• _EXERCISE TEXT_:
With very few treatment options for ovarian cancer, many women become resistant to one of the two key drugs used in chemotherapy, and sadly have no other alternatives. Overcoming this resistance to chemotherapy is a major challenge and a key priority in Target Ovarian Cancer’s research strategy.
It has been shown previously that microtubules, which act like scaffolding within a cell, can influence how tumour cells respond to paclitaxel chemotherapy. Professor Ahmed's team looked at how microtubules are involved in resistance to paclitaxel. Their goal was to improve the effectiveness of paclitaxel by including other drugs that make cancer cells more susceptible to damage done by this type of chemotherapy.
The team has shown, using cell lines in the laboratory, how an enzyme called FER regulates the stability of microtubules in ovarian cancer cells. They have also shown that tumour cells can become more sensitive to paclitaxel when FER is prevented from working properly, by removing it or targeting it with a specific small molecule. These results are an important achievement, which could be translated to patients to develop more effective therapies.
Project lead Professor Ahmed said:
These results provide strong evidence that by targeting FER we can improve the effectiveness of paclitaxel in killing tumour cells. The small molecules that target FER could potentially be developed into new drugs for ovarian cancer, to enhance the effectiveness of paclitaxel treatment.

Phrase grounding data
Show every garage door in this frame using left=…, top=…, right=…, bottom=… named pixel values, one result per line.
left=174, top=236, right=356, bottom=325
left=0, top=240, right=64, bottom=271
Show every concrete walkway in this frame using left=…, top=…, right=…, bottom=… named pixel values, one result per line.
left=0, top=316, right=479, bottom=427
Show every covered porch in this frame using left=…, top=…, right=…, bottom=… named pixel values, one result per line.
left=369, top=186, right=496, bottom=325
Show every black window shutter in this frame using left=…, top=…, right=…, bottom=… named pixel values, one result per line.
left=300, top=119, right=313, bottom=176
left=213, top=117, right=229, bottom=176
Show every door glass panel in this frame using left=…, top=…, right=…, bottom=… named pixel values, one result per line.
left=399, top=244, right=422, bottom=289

• _THINGS TO DO_:
• a. In the ovarian cancer research text, what did Professor Ahmed's team hope to gain by adding other drugs to paclitaxel treatment? Answer in one to three sentences.
• b. Duplicate the stretch of the ovarian cancer research text from "The team has" through "of paclitaxel treatment.".
The records aren't needed for any of this work.

• _PER-TASK OUTPUTS_:
• a. The team hoped to make paclitaxel more effective. The added drugs would make cancer cells more susceptible to the damage this type of chemotherapy does.

• b.
The team has shown, using cell lines in the laboratory, how an enzyme called FER regulates the stability of microtubules in ovarian cancer cells. They have also shown that tumour cells can become more sensitive to paclitaxel when FER is prevented from working properly, by removing it or targeting it with a specific small molecule. These results are an important achievement, which could be translated to patients to develop more effective therapies.
Project lead Professor Ahmed said:
These results provide strong evidence that by targeting FER we can improve the effectiveness of paclitaxel in killing tumour cells. The small molecules that target FER could potentially be developed into new drugs for ovarian cancer, to enhance the effectiveness of paclitaxel treatment.